▸ **What needs to be done**
Copy the lines starting at the first line and ending at the line that contains "rough mask: <svg", putting "entry" in place of every "instance" and leaving everything else unchanged.
[[ Recorded information open ]]
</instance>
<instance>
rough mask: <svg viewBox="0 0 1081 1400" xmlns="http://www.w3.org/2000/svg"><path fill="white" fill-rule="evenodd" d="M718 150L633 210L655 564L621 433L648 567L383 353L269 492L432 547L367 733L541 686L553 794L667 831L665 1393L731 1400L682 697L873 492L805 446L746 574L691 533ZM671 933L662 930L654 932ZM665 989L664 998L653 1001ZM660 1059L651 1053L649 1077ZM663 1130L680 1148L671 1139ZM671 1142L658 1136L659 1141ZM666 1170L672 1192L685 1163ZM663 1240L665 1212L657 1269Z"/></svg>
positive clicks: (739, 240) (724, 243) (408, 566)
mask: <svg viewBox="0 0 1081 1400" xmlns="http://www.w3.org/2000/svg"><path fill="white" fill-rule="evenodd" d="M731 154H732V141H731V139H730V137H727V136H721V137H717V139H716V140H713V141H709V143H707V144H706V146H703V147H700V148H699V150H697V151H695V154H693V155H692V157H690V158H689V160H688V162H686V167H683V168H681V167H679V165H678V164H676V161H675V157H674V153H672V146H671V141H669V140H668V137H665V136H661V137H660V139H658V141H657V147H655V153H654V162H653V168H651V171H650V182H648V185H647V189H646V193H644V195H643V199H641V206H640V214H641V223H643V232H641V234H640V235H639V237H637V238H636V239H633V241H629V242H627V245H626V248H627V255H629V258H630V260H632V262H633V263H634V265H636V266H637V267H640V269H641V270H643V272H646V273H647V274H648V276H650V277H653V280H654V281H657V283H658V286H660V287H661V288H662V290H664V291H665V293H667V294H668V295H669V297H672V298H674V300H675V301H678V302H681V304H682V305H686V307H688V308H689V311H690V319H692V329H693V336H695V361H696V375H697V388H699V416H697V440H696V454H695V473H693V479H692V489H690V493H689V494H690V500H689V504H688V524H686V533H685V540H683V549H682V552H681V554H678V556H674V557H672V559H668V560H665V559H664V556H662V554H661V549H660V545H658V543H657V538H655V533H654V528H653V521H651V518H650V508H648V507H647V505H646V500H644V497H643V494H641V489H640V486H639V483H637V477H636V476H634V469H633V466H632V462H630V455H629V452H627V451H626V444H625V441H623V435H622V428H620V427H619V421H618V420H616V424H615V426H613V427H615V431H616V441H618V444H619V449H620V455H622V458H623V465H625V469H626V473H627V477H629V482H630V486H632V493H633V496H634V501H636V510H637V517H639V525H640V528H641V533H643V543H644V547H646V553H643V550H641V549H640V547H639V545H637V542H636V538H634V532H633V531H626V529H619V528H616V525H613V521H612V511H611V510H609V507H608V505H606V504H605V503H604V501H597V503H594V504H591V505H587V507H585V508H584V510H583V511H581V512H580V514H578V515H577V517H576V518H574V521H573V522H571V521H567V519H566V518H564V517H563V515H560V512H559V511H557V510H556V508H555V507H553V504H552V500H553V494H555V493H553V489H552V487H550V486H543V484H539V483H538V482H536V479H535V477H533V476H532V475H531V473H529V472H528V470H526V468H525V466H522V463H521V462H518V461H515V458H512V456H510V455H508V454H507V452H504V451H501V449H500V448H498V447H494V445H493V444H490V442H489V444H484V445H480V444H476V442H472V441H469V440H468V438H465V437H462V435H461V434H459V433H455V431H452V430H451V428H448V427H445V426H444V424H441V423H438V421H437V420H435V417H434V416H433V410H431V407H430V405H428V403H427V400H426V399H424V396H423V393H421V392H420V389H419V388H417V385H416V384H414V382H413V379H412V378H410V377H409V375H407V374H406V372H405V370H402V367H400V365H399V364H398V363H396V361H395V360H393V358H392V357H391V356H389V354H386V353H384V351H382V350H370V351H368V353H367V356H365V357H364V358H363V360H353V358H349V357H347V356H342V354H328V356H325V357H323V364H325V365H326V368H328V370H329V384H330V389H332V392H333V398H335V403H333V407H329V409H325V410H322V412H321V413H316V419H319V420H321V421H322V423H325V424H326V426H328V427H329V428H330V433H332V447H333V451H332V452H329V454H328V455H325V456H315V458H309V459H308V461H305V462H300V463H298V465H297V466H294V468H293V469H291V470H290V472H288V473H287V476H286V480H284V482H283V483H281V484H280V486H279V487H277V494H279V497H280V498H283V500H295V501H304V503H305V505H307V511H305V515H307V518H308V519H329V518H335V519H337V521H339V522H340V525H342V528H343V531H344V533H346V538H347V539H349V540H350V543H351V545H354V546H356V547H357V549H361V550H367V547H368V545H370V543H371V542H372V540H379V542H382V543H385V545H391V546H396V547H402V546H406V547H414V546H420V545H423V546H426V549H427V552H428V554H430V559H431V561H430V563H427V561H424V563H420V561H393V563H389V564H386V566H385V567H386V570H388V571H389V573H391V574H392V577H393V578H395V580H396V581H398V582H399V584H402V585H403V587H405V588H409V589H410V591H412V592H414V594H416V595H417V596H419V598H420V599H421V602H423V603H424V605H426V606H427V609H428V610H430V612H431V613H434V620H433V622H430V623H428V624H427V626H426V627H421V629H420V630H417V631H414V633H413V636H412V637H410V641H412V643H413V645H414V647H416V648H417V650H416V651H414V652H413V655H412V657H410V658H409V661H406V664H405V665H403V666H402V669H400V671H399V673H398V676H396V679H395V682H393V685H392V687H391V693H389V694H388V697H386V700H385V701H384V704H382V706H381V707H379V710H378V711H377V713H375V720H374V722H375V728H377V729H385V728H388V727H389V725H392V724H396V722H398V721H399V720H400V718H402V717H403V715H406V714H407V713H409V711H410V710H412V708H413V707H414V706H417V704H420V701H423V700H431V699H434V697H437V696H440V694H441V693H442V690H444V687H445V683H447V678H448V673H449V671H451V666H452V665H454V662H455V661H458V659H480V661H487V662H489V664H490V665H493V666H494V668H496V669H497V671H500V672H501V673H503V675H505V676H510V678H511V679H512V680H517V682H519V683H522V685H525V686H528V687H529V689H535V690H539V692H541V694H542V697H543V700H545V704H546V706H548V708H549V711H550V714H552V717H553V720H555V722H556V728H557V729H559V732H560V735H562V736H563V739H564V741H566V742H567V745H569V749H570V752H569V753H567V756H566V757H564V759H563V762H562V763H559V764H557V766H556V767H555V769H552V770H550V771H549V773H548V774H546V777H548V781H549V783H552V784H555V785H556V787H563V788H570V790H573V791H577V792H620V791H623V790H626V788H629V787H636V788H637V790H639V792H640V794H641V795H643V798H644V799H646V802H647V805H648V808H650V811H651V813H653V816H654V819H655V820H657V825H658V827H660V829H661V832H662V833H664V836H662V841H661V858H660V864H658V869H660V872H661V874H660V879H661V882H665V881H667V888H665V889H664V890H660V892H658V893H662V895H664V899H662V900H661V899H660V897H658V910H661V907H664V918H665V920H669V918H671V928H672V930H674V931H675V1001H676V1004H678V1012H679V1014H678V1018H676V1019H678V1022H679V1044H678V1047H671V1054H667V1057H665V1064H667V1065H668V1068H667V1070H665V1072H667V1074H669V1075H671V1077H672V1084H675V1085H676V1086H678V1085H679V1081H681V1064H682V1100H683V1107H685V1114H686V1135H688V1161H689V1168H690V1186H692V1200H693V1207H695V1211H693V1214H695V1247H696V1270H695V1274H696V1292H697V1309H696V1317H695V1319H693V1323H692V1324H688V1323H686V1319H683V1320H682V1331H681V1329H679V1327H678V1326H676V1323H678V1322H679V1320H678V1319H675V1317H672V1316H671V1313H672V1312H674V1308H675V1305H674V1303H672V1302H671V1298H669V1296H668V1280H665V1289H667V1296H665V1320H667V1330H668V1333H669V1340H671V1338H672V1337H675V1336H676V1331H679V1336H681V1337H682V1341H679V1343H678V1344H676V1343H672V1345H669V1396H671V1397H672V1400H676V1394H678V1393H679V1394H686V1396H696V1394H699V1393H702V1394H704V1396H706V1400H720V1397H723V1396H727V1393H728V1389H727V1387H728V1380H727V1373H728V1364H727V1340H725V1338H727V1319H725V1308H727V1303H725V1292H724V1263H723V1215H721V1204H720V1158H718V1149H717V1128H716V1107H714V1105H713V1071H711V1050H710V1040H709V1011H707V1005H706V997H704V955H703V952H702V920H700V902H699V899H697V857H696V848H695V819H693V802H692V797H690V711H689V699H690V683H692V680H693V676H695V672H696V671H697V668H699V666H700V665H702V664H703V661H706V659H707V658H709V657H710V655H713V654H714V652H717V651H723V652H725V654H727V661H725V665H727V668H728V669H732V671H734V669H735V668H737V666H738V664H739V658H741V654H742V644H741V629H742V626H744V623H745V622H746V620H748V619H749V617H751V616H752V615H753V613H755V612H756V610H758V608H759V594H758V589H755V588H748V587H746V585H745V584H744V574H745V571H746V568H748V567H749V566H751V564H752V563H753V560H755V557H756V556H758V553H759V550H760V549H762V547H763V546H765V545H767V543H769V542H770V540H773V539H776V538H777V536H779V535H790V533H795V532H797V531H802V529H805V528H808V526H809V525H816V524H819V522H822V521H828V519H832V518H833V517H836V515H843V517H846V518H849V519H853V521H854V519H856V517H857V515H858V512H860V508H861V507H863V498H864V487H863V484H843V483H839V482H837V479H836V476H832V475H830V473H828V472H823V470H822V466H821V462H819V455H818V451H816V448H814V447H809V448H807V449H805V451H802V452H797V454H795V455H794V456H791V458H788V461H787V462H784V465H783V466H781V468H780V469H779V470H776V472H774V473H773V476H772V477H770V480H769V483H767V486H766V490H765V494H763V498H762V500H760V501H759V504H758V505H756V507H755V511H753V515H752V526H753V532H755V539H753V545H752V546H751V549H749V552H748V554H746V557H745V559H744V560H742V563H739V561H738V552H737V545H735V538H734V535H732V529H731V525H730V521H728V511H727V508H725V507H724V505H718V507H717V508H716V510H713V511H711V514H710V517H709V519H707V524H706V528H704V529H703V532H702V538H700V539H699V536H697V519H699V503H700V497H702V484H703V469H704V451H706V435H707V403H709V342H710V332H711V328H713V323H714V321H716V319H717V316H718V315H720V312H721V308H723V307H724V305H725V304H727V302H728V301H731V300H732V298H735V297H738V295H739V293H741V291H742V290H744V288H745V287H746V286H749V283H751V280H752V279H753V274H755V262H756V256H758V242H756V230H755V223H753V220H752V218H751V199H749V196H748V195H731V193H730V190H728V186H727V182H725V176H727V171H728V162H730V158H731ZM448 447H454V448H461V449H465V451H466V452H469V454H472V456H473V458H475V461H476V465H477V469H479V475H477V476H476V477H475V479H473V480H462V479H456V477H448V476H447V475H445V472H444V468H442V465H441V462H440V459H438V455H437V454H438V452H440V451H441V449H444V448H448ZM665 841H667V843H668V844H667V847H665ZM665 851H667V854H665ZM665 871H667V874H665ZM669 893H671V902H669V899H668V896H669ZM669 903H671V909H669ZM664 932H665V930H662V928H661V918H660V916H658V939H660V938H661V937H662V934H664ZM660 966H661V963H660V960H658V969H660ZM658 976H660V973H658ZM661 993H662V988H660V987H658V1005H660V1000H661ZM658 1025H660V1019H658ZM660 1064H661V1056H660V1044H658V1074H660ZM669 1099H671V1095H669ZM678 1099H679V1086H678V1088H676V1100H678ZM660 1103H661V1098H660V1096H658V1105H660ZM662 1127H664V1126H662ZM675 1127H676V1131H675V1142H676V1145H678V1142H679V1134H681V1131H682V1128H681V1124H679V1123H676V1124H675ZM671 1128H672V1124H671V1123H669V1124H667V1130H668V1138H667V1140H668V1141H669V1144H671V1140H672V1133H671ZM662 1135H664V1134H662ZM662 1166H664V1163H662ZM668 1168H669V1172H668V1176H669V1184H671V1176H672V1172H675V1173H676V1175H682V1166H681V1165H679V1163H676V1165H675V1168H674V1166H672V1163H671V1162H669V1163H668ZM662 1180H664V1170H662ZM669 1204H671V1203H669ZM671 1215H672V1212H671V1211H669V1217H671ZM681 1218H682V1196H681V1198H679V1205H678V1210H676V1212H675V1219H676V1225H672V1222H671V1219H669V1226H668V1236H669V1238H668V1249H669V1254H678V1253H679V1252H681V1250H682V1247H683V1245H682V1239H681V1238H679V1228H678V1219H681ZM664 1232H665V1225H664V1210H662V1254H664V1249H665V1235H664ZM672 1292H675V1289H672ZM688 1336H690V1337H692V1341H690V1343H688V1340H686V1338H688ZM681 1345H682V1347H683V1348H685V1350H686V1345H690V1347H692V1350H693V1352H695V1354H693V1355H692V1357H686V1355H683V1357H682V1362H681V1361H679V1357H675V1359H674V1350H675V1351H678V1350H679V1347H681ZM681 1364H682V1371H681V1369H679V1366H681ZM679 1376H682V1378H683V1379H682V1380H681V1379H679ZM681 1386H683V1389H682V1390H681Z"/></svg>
[[ Recorded information closed ]]
▸ **Completed exercise**
</entry>
<entry>
rough mask: <svg viewBox="0 0 1081 1400" xmlns="http://www.w3.org/2000/svg"><path fill="white" fill-rule="evenodd" d="M718 150L633 210L655 564L621 433L648 567L383 353L269 492L432 547L367 733L541 686L553 794L667 831L665 1393L731 1400L682 697L873 492L805 446L746 574L691 533ZM671 933L662 930L654 932ZM665 989L664 998L653 1001ZM660 1059L651 1053L649 1077ZM663 1130L680 1148L671 1139ZM671 1142L658 1136L659 1141ZM666 1170L672 1192L685 1163ZM663 1240L665 1212L657 1269Z"/></svg>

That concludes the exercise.